** START Records supplied **

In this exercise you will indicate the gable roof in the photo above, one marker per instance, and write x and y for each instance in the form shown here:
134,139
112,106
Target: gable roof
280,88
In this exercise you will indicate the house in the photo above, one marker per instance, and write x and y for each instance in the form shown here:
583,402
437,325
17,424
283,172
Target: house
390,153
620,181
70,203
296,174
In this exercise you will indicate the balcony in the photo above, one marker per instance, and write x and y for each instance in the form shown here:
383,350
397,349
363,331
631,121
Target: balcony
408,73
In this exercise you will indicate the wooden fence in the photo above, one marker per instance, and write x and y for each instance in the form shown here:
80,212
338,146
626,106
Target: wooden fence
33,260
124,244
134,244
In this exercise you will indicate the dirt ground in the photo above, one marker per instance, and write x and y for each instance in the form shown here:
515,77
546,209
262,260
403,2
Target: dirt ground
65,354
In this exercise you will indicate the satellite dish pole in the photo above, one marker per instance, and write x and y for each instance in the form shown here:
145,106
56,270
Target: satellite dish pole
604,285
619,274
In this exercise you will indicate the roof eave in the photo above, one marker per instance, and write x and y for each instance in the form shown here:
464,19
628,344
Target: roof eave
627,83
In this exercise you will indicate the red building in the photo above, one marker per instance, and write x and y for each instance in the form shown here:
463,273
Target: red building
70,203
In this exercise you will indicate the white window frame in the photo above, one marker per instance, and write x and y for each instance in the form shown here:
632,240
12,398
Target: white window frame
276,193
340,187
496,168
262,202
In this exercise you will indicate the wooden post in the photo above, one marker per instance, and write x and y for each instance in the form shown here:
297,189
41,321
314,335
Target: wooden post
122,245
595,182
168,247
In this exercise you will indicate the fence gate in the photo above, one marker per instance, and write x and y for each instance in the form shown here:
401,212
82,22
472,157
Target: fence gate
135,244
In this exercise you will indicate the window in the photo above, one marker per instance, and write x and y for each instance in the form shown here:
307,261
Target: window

** END Records supplied **

• [Exercise aim]: Could you repeat word for word the lines of the listing from the one containing "In this exercise you will indicate the window" through the final line of the listing, both ends included?

• [Solution to this task]:
In this exercise you will indicate the window in the photo above, one marker per instance, and write x and y for each instance in the form shown here:
307,261
Target: window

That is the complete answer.